[Task to complete]: Rewrite the soy beverage article, starting with "Volumes of soy" and going on through "the taste challenge.", swapping "taste challenge" for "flavor challenge".

[Extract]:
+---+

Soy beverage market depends on taste, consultancy

By Jess Halliday

- Last updated on GMT

Related tags: Soy, Nutrition

Volumes of soy beverages consumed in North America, Western Europe
and Japan have more than doubled since 2002, according to Zenith
International, but further growth will be stirred only if
manufacturers rise to the taste challenge.

In its new 2007 Zenith Report on Soy Beverages, the consultancy said consumption was 1,188 m litres in 2006, with a retail value of €3.3bn. It predicts growth to 1,900 litres and €5.35m by 2011. But the analysts say that if soy is to be a mainstay of the beverage market - the direction in which it has been moving in recent years - the consultants say that work remains to meet consumer taste expectations. Soy has long enjoyed a reputation as a healthy food, and technological advances in the last 15 years have helped it shrug off the reputation of soy milk as a product with a beany taste and rubbery texture that only die-hard healthy eaters will stomach. Although more and more people are motivated by healthy eating these days, taste remains paramount in luring in consumers and securing repeat buys. "Increasing numbers of consumers are drawn to the health appeal of soy,"​ said Zenith director Gary Roethenbaugh. "With increased availability through major supermarkets and strong innovation by some of the major drinks manufacturers, soy beverages are finding their way into the shopping trolleys of the mainstream consumer."​ One particular area that Roethenbaugh expects to do well is in soy and fruit combinations - and he said that the lines are blurring between soy, dairy and fruit beverages. This means that careful product positioning will become more important. New technologies that can help companies develop soy products to meet consumers' exacting demands include plant breeding, soy processing, microfiltration and filling and filling techniques. One factor that may have a negative effect on the market, however, is the entry into force of new health claims. Soy has been extensively studied for several aspects of human health, including heart health, cancer risk, and helping alleviate menopause symptoms. But science is always subjective, and health claims can be hard to definitely prove. What is more, in Europe there is considerable consumer resistance to genetic modification - and the majority of the world's soy crops are now genetically modified. The markets of North America, Western Europe and Japan are the largest for health food, but Zenith anticipates that more opportunities are likely to open up in South East Asia, as obesity starts to take a toll on people's health - as has happened in other parts of the world.

+---+

[Data section]:
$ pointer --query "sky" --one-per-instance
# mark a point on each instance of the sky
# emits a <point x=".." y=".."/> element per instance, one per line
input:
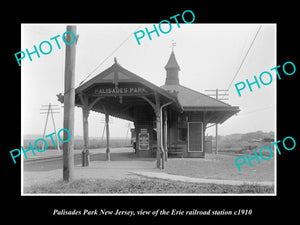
<point x="209" y="56"/>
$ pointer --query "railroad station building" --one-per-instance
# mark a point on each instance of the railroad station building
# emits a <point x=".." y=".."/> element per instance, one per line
<point x="170" y="119"/>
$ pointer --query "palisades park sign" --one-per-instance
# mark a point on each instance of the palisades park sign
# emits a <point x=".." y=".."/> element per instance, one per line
<point x="120" y="90"/>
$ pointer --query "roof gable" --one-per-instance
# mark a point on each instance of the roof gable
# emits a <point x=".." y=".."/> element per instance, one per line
<point x="189" y="98"/>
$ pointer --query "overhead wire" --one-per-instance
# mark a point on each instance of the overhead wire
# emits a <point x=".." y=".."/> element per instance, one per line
<point x="238" y="70"/>
<point x="117" y="48"/>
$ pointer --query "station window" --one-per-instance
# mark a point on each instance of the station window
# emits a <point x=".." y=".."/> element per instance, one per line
<point x="182" y="128"/>
<point x="182" y="134"/>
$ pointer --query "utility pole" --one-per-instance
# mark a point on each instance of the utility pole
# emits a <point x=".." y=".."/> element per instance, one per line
<point x="69" y="103"/>
<point x="216" y="95"/>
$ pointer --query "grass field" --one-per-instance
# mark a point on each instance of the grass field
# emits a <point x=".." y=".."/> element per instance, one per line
<point x="142" y="186"/>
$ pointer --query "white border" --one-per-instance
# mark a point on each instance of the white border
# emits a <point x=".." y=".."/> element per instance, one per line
<point x="147" y="194"/>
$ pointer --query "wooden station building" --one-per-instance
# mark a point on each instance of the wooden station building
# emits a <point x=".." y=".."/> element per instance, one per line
<point x="167" y="119"/>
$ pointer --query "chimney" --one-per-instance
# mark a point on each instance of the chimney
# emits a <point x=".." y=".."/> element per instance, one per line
<point x="172" y="69"/>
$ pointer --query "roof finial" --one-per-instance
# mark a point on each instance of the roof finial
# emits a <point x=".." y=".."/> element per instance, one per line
<point x="173" y="44"/>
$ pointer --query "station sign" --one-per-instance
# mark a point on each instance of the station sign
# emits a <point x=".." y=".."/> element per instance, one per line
<point x="121" y="89"/>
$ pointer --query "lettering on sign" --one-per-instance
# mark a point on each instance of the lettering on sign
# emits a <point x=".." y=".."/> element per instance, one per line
<point x="121" y="91"/>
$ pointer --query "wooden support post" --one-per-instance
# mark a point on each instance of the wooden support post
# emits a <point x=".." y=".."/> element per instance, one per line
<point x="166" y="134"/>
<point x="69" y="104"/>
<point x="158" y="131"/>
<point x="107" y="137"/>
<point x="85" y="151"/>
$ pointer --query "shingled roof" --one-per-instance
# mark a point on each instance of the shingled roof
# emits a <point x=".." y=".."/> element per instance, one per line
<point x="189" y="98"/>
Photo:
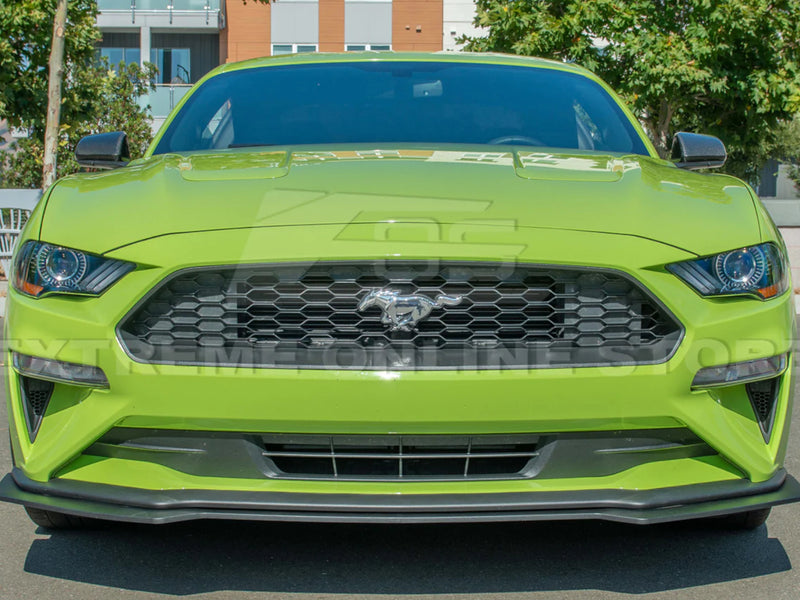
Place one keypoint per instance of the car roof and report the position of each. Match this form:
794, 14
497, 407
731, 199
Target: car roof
391, 56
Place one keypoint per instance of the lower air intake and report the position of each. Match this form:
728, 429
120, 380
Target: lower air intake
36, 395
763, 396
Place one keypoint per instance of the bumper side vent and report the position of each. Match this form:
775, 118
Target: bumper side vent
763, 396
36, 394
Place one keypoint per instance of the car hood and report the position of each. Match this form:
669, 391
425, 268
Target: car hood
630, 195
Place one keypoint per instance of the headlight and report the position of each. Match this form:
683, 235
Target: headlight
756, 271
41, 268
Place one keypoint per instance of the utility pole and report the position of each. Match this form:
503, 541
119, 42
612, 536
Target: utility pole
56, 76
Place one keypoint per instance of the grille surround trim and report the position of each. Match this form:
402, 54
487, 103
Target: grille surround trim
677, 335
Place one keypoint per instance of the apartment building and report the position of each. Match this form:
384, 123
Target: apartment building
187, 38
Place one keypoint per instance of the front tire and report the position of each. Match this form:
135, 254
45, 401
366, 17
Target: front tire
55, 520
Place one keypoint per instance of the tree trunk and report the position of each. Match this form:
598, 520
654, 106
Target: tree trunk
56, 75
662, 141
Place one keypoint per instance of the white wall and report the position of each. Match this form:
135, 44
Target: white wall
457, 21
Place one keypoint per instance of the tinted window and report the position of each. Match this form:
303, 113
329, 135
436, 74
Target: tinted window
401, 102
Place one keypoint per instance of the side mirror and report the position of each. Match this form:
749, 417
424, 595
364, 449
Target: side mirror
103, 150
695, 151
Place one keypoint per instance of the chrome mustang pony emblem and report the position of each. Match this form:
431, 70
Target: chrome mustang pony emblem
402, 313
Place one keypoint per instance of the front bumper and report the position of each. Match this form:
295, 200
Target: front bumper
57, 471
636, 507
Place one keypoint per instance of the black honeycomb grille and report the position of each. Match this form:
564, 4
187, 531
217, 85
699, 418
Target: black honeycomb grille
308, 316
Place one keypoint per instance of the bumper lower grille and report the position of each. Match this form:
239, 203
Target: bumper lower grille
424, 457
397, 457
399, 315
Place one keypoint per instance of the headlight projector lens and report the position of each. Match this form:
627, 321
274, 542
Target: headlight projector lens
61, 266
739, 269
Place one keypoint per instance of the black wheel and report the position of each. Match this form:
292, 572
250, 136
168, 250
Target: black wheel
54, 520
751, 519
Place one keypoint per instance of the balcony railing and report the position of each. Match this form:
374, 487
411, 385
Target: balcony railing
157, 5
164, 99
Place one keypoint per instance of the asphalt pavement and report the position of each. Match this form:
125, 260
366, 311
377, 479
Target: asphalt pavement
488, 561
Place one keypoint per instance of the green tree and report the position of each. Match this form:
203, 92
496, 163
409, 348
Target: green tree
93, 98
729, 68
26, 31
113, 108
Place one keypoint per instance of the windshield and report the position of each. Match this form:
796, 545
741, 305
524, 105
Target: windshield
393, 102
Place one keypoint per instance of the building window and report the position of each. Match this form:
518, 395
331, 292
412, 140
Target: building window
174, 65
278, 49
118, 55
362, 47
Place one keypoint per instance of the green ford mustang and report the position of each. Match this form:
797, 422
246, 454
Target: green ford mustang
399, 288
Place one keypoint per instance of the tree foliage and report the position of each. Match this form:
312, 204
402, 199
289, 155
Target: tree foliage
26, 30
95, 98
114, 108
729, 68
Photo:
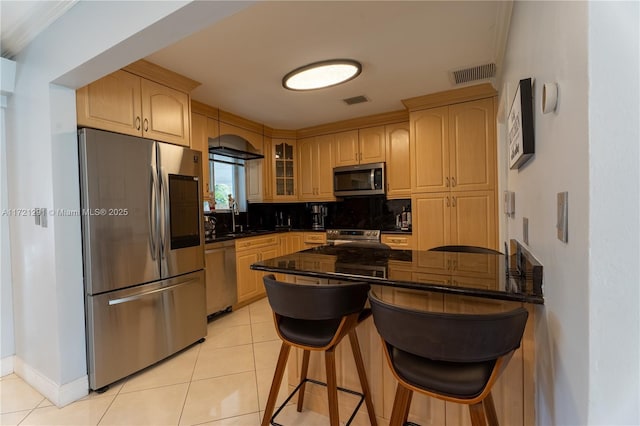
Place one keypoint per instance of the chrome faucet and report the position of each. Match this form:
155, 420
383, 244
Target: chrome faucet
233, 206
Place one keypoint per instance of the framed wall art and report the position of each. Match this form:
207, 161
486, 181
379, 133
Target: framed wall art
520, 125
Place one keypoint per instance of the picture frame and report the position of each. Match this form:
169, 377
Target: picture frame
520, 125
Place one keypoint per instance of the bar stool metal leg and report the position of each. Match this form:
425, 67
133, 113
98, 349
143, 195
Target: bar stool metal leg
275, 385
362, 375
303, 377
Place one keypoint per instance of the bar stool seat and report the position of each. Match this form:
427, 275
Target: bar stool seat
316, 318
465, 249
452, 357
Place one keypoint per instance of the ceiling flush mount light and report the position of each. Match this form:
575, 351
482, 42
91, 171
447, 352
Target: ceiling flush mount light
322, 74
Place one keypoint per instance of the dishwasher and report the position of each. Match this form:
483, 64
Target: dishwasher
220, 275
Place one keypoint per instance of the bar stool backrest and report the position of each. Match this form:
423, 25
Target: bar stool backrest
315, 302
447, 336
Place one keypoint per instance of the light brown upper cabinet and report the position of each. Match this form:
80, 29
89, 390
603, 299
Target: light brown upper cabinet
453, 148
454, 218
315, 168
360, 146
200, 142
283, 169
397, 159
126, 103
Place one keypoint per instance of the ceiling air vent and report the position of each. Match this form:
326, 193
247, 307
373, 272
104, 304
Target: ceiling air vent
356, 100
481, 72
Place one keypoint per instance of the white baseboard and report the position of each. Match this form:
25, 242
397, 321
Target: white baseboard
60, 395
6, 365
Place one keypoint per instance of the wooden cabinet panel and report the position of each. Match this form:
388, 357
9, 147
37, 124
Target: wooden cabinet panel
126, 103
430, 150
199, 142
249, 251
315, 168
283, 164
307, 168
473, 219
267, 170
372, 145
454, 147
165, 113
346, 144
395, 241
473, 146
431, 220
398, 161
362, 146
112, 103
247, 278
324, 155
455, 218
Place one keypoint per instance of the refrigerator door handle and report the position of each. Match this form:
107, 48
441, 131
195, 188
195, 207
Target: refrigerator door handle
153, 214
146, 293
163, 205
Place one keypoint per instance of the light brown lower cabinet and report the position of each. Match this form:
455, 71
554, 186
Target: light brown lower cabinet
513, 393
248, 252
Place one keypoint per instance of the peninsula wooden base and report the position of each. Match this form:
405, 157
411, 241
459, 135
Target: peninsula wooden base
513, 393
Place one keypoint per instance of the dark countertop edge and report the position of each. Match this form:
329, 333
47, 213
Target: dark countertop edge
460, 291
283, 230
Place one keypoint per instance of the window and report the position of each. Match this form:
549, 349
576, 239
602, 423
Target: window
227, 175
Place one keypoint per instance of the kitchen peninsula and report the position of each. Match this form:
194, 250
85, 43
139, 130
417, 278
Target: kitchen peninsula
427, 280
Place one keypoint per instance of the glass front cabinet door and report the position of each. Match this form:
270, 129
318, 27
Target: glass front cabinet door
284, 170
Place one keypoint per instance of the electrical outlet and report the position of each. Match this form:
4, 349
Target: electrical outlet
562, 225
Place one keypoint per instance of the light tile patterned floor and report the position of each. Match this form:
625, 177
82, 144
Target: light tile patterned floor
224, 382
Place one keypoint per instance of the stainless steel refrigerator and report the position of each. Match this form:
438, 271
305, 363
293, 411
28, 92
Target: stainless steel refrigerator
143, 252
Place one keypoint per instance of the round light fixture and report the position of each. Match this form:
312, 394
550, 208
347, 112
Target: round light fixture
319, 75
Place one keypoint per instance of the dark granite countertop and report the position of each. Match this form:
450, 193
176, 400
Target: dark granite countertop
471, 274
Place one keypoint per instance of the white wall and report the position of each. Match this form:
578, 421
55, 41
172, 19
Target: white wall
43, 171
614, 211
7, 346
578, 329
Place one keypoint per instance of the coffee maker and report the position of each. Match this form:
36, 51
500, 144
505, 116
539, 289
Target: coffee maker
318, 213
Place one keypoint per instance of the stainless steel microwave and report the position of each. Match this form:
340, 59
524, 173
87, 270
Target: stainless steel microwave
361, 179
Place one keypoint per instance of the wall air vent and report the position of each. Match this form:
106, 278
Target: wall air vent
481, 72
356, 100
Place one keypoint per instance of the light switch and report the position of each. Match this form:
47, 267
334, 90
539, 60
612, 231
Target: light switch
563, 217
509, 198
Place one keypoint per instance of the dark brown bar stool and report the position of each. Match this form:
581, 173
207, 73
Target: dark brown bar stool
466, 249
316, 318
452, 357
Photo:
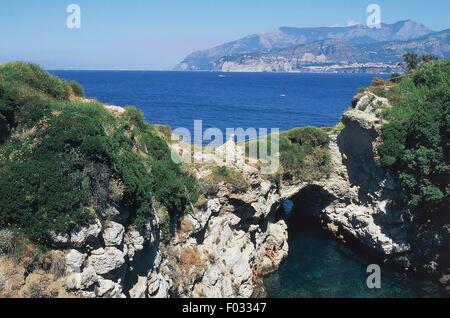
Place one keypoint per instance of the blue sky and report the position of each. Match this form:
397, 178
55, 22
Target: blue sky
156, 34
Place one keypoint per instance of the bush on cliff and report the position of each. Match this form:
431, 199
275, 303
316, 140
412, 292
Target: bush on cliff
63, 161
304, 153
416, 140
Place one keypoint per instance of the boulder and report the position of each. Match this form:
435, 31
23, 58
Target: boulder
135, 242
74, 261
77, 238
113, 234
139, 290
82, 281
108, 288
106, 260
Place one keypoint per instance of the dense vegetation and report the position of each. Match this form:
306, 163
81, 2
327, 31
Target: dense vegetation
304, 154
64, 160
416, 139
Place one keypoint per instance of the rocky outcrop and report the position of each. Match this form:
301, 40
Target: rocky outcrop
225, 247
102, 261
369, 204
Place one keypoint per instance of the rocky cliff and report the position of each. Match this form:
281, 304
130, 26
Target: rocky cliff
289, 37
226, 246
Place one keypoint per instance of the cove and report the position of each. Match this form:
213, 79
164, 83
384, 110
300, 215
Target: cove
318, 266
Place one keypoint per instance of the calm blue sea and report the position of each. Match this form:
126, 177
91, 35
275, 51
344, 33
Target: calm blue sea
235, 100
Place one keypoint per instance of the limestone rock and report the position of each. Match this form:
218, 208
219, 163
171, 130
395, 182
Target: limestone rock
106, 260
134, 241
84, 280
77, 238
74, 261
139, 290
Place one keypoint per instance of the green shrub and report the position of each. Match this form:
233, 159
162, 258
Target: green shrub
7, 241
304, 153
67, 160
31, 75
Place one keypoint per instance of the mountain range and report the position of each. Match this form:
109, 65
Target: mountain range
325, 49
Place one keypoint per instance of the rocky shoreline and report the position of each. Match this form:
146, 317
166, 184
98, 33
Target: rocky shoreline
226, 247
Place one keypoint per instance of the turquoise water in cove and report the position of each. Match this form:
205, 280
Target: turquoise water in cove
318, 266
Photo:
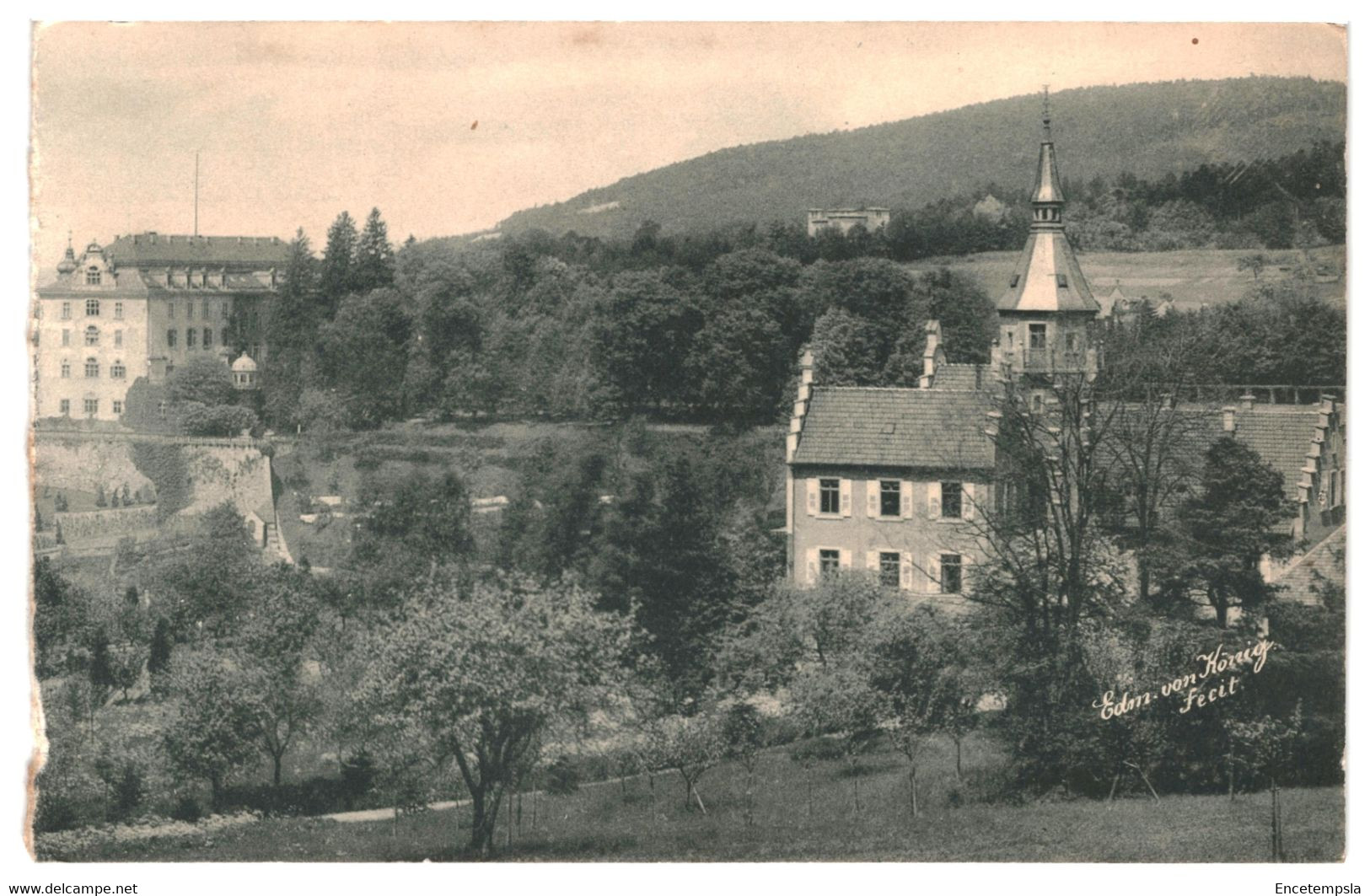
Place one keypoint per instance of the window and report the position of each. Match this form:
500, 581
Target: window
951, 501
829, 496
951, 573
889, 497
889, 569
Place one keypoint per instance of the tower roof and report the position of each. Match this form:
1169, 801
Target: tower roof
1048, 182
1047, 276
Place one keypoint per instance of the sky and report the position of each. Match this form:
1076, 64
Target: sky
451, 127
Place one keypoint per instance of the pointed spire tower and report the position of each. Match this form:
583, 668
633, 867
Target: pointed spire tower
1047, 313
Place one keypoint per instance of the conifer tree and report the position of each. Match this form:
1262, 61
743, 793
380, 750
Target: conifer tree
337, 277
374, 255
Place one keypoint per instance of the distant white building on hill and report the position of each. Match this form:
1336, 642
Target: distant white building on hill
846, 218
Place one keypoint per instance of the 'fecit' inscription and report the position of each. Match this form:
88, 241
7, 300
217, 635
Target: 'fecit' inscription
1218, 677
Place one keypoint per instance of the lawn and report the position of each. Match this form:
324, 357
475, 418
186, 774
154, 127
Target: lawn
1190, 277
802, 815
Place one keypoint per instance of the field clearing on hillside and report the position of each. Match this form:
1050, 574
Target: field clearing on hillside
803, 815
1190, 277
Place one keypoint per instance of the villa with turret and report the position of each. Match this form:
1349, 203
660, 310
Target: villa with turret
896, 481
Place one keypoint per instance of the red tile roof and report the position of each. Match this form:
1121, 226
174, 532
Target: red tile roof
153, 249
898, 427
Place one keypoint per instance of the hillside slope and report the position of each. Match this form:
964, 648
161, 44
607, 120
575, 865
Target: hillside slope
1147, 129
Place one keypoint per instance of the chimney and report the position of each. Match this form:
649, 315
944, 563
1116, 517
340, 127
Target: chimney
796, 421
933, 354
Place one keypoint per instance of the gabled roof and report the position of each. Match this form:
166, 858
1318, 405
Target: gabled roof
960, 377
896, 427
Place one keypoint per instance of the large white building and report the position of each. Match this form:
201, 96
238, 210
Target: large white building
138, 307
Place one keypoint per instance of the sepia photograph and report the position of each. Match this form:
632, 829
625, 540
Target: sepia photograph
686, 442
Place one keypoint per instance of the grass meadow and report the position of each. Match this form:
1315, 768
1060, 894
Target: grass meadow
1190, 277
799, 814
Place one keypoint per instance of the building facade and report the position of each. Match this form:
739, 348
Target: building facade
142, 306
847, 218
899, 481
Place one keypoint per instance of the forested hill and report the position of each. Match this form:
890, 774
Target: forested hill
1144, 129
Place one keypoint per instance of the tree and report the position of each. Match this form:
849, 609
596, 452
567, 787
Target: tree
690, 744
840, 700
1255, 263
160, 650
848, 350
362, 351
208, 735
744, 738
640, 337
210, 580
201, 381
281, 698
337, 273
489, 670
1232, 523
740, 363
374, 266
292, 319
922, 663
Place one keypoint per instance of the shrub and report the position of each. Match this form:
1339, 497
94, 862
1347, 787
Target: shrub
562, 777
188, 810
127, 792
357, 777
817, 749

+---+

[Worked solution]:
Volumes of soy beverages consumed in North America, Western Europe
and Japan have more than doubled since 2002, according to Zenith
International, but further growth will be stirred only if
manufacturers rise to the flavor challenge.